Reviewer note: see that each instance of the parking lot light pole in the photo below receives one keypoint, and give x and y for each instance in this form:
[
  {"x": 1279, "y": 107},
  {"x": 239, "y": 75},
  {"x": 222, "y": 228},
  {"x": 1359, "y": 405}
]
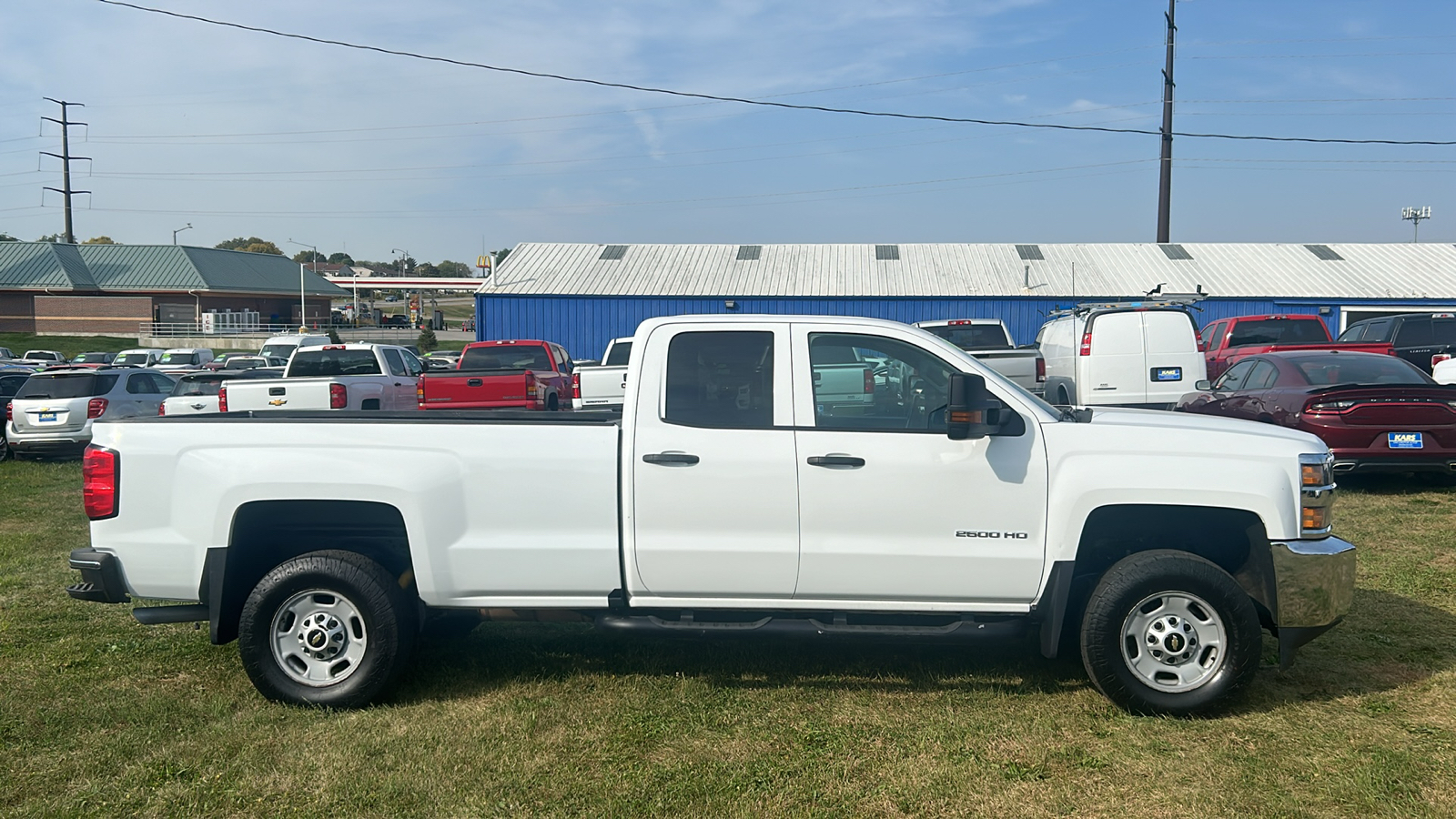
——————
Directions for this task | Copy out all the data exactly; skip the pictures.

Task result |
Reviewer note: see that each instance of the parking lot light pole in the photo below receives one keypoint, and give x and y for each instance in this form:
[
  {"x": 1279, "y": 107},
  {"x": 239, "y": 75},
  {"x": 222, "y": 228},
  {"x": 1359, "y": 405}
]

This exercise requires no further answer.